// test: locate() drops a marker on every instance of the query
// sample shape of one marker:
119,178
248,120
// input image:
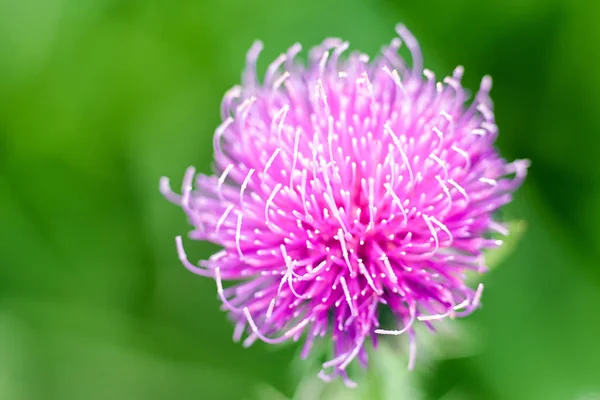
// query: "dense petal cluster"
345,186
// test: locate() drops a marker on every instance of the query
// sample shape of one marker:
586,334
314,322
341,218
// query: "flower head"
344,187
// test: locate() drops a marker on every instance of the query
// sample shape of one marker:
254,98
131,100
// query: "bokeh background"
99,98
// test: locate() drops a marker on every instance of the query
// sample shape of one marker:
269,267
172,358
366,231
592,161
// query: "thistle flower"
345,187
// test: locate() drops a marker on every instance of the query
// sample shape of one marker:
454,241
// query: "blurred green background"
100,98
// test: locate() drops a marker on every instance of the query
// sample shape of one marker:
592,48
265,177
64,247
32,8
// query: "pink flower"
345,187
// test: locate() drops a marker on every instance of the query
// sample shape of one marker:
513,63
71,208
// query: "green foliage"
101,98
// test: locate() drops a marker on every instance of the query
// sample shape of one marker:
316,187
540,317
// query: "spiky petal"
344,187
****************
● How to complete this task
All of the material above needs to be restated exactly, with no pictures.

● Solved exercise
// test: locate() drops a marker on every instance of the query
// sample shape of one marker:
119,178
248,120
// input image:
// query: "dense petal cluster"
345,186
// test: locate() drops a marker on every instance of the query
// sample shape of one marker:
586,334
314,322
341,218
// query: "flower head"
344,187
// test: locate() drops a marker on every instance of the query
// sample shape of one marker:
254,98
131,100
// query: "bokeh background"
99,98
// test: locate() drops a marker on every instance of the query
// sample shape of one marker:
269,267
172,358
366,231
592,161
// query: "thistle flower"
345,187
// test: locate() drops a marker on every instance of the query
// sample shape of one marker:
454,241
// query: "blurred green background"
100,98
// test: locate() drops a marker on every instance of the query
// sample shape of one marker:
592,48
265,177
64,247
32,8
// query: "pink flower"
345,187
// test: locate() drops a marker on every instance of the query
// sample shape of one marker:
513,63
71,208
// query: "green foliage"
101,98
// test: locate() drops a marker on every instance of the query
// sample shape of one marker:
316,187
540,317
// query: "spiky petal"
344,187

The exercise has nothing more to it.